• PROBLEM DESCRIPTION
Write out the entries below once more, exactly, with the pictures left out.

• TASK MATERIAL
[Start of Attachment]
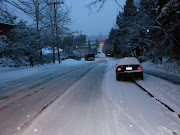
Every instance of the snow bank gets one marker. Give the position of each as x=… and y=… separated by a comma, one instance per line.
x=168, y=70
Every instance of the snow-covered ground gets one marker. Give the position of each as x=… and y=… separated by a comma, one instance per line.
x=167, y=70
x=122, y=107
x=148, y=116
x=10, y=74
x=116, y=108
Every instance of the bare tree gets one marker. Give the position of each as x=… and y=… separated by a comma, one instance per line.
x=98, y=4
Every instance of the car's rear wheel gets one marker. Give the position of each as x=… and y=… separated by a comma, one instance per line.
x=141, y=76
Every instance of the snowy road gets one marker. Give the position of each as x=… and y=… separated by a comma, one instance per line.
x=86, y=99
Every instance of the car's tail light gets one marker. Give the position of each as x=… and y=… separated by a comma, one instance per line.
x=139, y=67
x=119, y=69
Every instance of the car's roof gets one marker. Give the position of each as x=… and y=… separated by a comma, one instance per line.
x=129, y=61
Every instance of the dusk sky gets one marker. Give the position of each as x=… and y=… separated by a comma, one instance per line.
x=89, y=24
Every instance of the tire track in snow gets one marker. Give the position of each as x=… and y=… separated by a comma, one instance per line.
x=122, y=111
x=167, y=106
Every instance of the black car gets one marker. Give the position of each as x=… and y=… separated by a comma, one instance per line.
x=89, y=57
x=129, y=67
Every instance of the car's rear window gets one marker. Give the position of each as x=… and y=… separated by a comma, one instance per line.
x=129, y=61
x=90, y=55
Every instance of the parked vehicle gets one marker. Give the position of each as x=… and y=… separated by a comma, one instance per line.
x=90, y=57
x=129, y=67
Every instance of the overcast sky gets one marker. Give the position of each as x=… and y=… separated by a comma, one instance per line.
x=89, y=24
x=95, y=23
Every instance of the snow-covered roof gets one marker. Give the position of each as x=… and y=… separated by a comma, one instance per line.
x=129, y=61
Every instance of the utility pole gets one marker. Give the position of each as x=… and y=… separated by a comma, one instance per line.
x=56, y=40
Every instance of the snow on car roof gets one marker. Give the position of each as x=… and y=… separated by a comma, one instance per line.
x=129, y=61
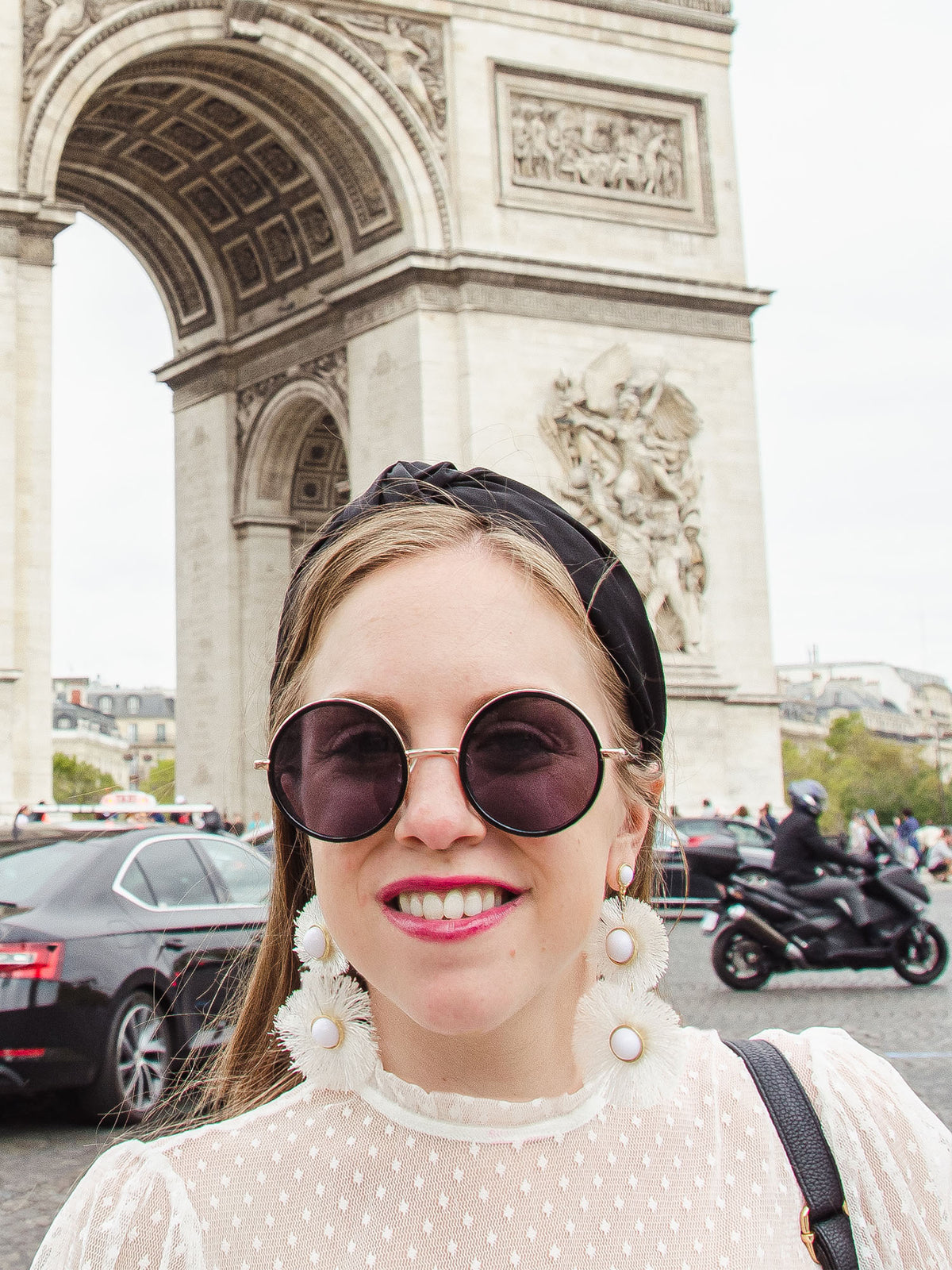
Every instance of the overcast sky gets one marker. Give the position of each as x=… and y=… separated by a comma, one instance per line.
x=842, y=125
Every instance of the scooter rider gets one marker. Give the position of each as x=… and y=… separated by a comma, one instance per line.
x=799, y=848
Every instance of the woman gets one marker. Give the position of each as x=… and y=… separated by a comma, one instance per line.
x=467, y=711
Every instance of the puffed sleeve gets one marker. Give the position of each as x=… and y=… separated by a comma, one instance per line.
x=894, y=1155
x=130, y=1210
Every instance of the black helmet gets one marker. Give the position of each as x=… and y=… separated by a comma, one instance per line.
x=808, y=797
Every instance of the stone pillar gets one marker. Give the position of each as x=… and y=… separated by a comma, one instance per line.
x=10, y=671
x=27, y=232
x=209, y=751
x=264, y=572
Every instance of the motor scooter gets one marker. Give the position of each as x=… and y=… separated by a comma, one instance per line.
x=761, y=929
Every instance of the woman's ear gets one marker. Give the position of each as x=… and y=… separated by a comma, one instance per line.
x=631, y=837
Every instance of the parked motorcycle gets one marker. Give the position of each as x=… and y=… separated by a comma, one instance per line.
x=761, y=929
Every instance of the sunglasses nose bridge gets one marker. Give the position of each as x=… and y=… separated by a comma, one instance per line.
x=413, y=756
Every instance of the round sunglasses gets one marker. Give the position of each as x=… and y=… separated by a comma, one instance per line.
x=530, y=762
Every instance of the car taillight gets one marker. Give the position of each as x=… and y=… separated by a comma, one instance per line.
x=29, y=960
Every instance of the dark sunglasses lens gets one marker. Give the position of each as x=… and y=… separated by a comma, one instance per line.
x=338, y=770
x=531, y=764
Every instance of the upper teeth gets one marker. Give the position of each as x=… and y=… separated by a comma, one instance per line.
x=452, y=906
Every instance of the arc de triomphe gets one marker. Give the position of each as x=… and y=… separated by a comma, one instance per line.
x=505, y=233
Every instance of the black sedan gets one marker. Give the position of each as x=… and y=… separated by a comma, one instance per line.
x=117, y=956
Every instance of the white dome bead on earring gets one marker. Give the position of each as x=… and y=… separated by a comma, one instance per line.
x=325, y=1033
x=628, y=945
x=315, y=943
x=313, y=940
x=630, y=1043
x=620, y=946
x=626, y=1045
x=328, y=1030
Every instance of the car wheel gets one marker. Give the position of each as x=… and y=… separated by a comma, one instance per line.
[End of Attachment]
• EXERCISE ANSWER
Every instance of the snow bank gets one marker. Give the position of each as x=… and y=… separated by a comma, one instance per line.
x=168, y=70
Every instance of the snow-covered ground gets one marker. Give the position of each as x=… and y=… separated by a comma, one instance per line.
x=167, y=70
x=122, y=107
x=148, y=116
x=10, y=74
x=116, y=108
Every instance of the bare tree gets one marker. Give the position of each as x=… and y=… separated by a comma, one instance per line.
x=98, y=4
Every instance of the car's rear wheel gets one marker. Give the position of each as x=… and y=… separated by a comma, one instance per line.
x=141, y=76
Every instance of the snowy road gets one marker. Give the position of each as x=… and y=… separated by a comma, one instance per line.
x=86, y=99
Every instance of the car's tail light gets one marker. Give the position of each as x=… and y=… separated by a comma, one instance per line.
x=139, y=67
x=119, y=69
Every instance of the car's roof gets one marker. Give the position of each as x=… and y=… separated by a comma, one instance per line.
x=129, y=61
Every instance of the dusk sky gets one marker. Give the position of each as x=… and y=… separated by a comma, one instance per line.
x=89, y=24
Every instance of the tire track in snow gets one marker. Give the position of each as x=… and y=… separated by a comma, one instance per line.
x=122, y=111
x=167, y=106
Every instance of the black car gets one marker. Give the position of each as x=… and y=… separated by a comma, one instance per line.
x=89, y=57
x=129, y=67
Every instance of the car's rear window gets one marker. Give the position of each as x=… and y=… separated by a comma, one instance per line.
x=129, y=61
x=90, y=55
Every instance of the parked vehicle gets one marker. Give the position of each as x=… and y=… separated by a comma, one instance per line.
x=90, y=57
x=129, y=67
Every instance of the overcast sky gets one marker. Give the position of each as x=… and y=… separated by a comma, one instance per line.
x=89, y=24
x=95, y=23
Every instance of the snow-covered roof gets one marker. Give the position of each as x=… and y=… separated by a comma, one instance per line.
x=129, y=61
Every instance of the utility pole gets one marker. Give the position of each as x=… and y=… separated by a comma, one instance per line.
x=56, y=40
Every instance of the snow on car roof gets one marker. Give the position of each as x=… and y=… separated by a comma, one instance per line.
x=129, y=61
Every instance of the overcast sky gets one marker. Give the position of each as x=… and y=… separated by a comma, one instance per line.
x=842, y=125
Every instance of the scooter rider gets one marker. Give the position of each as x=… and y=… separated by a comma, one instance per line.
x=799, y=848
Every instance of the woman gets one marker. Give the position of each as x=… and y=… separated by a comma, one instance per line.
x=467, y=711
Every instance of the puffed sleeve gets one marker. Give the position of each as x=… and y=… separated by a comma, one instance per line.
x=894, y=1155
x=130, y=1210
Every instance of the black helmet gets one marker. Give the position of each as x=… and y=… separated by a comma, one instance per line.
x=808, y=797
Every instance of the stone pillar gets one marker. Give the position of each as x=… and y=… separated by a comma, one instance per line.
x=10, y=671
x=27, y=232
x=209, y=751
x=264, y=572
Every instance of the motor scooter gets one marker. Give the position of each as x=… and y=… separated by a comma, one instance per line.
x=761, y=929
Every instance of the woman's ear gets one marker. Give the position of each as x=… and y=… separated by a comma, one instance per line.
x=631, y=837
Every instance of the parked motorcycle gets one marker. Give the position of each as x=… and y=… separated by a comma, one instance per line.
x=761, y=929
Every instance of the sunglasses nose bridge gets one marker. Give the position of each as x=… and y=… separated by a comma, one instance per line.
x=413, y=756
Every instance of the round sunglasses gets one marker. Give the position of each as x=… and y=… separated by a comma, one instance per line.
x=530, y=762
Every instance of the car taillight gets one marker. Give the position of each as x=… and y=… separated by a comma, one instance per line.
x=29, y=960
Every instance of the dark sunglasses lens gets one marker. Give the position of each as x=… and y=… separated by a comma, one instance per line.
x=338, y=770
x=531, y=764
Every instance of the upper teeth gets one marker. Give the position of each as x=… and y=… separated by a comma, one instance per line.
x=452, y=906
Every instance of the arc de triomphe gets one marker. Give the position of each as x=… and y=… separated by a comma, one instance per line.
x=505, y=233
Every instance of the black sedan gets one marker. Give the position of each as x=… and y=… separated by a comma, one instance per line.
x=117, y=956
Every instance of the white dome bead on earring gets one marker. Give the position of each as x=… and y=… separated by a comma, one instance per line.
x=325, y=1033
x=628, y=945
x=315, y=943
x=313, y=940
x=630, y=1043
x=620, y=946
x=626, y=1045
x=328, y=1030
Every instance of the car wheel gets one marker. Give the position of each as x=… and y=… separated by a comma, one instance per line.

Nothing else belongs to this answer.